• WHAT IS NEEDED
Copy word for word the part of the Kahrizak ruling report between "During his Monday, July" and "from its website.", inclusive.

• PAGE EXTRACT
During his Monday, July 1 press conference, the Judiciary spokesperson Mohseni Ejei referred to the lower court ruling in the Kahrizak case, saying that the defendants will have 20 days in which to appeal the court ruling, but did not provide any details about the ruling. One day later, on July 2, after Mehr News Agency published details of the lower court ruling, Mohsen Eftekhari, Head of the Tehran Penal Court, objected. In an interview with Fars News Agency, the Judiciary official said that announcing details of the lower court ruling was “illegal,” and that “the medium that published this news must be legally accountable.” Following these reactions, Mehr News Agency removed the news article containing the ruling details from its website.

A few hours after news about the ruling was released, Mir Majid Taheri, the lawyer representing the family of Mohsen Rooholamini, one of the men who died at Kahrizak, told ISNA, “the issued ruling in the case of Kahrizak judges is in favor of my client.”
Asked whether his client intends to object to the lower court’s ruling, Taheri said,”as the ruling was issued in our favor, the issue of an objection is irrelevant. Of course, the judge and the court have control over the level of punishment and we cannot determine the punishment level.”

In the report Mehr News Agency published, Saeed Mortazavi was acquitted of the charge of “participation in murder” by “majority vote of judges.” Saeed Mortazavi was the Tehran Prosecutor at the time of Kahrizak events and he was the prime suspect in the case, charged with participation in the murder of Mohammad Kamrani, 18, who died under torture at Kahrizak.

Following the release of information about the Kahrizak ruling, there has been widespread objection on social networks such as Facebook and Twitter about the disproportionate punishment for the suspects’ charges. During Saeed Mortazavi’s term as a judge and a prosecutor, many individuals were sentenced to years of imprisonment for writing articles or for participating in post-election demonstrations. Many of these individuals are currently in prison, having been denied a fair judicial process.

• DATA UNDER STUDY
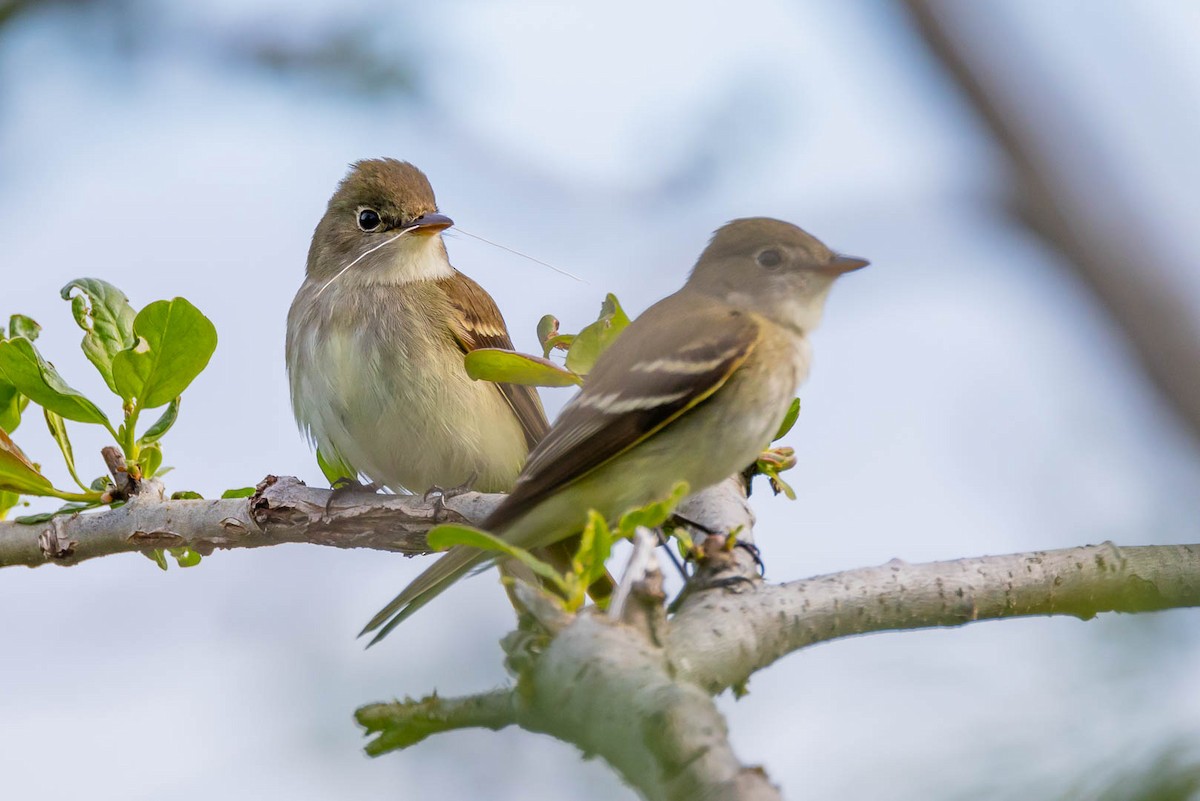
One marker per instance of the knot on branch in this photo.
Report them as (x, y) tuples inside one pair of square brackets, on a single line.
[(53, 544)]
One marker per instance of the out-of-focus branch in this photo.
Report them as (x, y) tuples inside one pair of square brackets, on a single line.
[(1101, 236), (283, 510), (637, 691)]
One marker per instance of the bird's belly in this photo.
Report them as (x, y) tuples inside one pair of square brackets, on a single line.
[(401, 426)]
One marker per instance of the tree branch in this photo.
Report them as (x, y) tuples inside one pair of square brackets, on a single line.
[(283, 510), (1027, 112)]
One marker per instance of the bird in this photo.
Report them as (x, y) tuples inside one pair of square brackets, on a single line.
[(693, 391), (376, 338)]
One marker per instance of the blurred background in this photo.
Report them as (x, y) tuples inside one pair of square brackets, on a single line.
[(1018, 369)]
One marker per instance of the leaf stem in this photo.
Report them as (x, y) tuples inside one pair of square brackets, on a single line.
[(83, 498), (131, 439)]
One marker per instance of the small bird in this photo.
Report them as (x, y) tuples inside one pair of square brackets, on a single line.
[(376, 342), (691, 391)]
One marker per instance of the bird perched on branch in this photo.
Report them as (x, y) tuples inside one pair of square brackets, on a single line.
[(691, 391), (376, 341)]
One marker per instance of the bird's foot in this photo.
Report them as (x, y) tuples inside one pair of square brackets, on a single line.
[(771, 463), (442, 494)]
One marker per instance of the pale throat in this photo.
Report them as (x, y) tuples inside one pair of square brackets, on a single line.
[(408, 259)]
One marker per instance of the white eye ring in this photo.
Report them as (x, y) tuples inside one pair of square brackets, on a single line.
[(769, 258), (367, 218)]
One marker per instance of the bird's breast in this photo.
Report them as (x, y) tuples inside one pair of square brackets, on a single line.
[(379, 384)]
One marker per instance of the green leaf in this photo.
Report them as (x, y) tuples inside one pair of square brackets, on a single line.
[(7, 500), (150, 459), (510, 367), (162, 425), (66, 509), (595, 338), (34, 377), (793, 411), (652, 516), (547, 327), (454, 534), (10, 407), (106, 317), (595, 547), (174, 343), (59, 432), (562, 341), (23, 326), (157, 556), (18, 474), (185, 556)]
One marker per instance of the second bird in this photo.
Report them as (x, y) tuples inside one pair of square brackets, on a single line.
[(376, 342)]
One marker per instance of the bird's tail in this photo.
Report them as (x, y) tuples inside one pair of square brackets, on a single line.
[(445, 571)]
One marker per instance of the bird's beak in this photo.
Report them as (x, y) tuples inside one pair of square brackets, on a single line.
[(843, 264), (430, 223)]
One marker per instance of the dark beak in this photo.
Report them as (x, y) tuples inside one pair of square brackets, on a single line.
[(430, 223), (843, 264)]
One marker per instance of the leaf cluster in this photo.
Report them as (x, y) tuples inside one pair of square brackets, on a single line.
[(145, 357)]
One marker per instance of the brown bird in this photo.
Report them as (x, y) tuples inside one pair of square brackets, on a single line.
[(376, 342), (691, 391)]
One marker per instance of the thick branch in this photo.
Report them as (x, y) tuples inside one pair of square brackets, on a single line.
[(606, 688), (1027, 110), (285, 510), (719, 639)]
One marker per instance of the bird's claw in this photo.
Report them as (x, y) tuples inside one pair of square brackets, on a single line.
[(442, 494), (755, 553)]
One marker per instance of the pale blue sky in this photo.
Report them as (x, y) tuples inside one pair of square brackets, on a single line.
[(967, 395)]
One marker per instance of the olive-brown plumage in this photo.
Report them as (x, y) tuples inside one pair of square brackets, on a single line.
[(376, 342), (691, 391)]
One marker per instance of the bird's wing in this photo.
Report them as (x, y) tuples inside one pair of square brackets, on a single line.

• TASK RESULT
During his Monday, July 1 press conference, the Judiciary spokesperson Mohseni Ejei referred to the lower court ruling in the Kahrizak case, saying that the defendants will have 20 days in which to appeal the court ruling, but did not provide any details about the ruling. One day later, on July 2, after Mehr News Agency published details of the lower court ruling, Mohsen Eftekhari, Head of the Tehran Penal Court, objected. In an interview with Fars News Agency, the Judiciary official said that announcing details of the lower court ruling was “illegal,” and that “the medium that published this news must be legally accountable.” Following these reactions, Mehr News Agency removed the news article containing the ruling details from its website.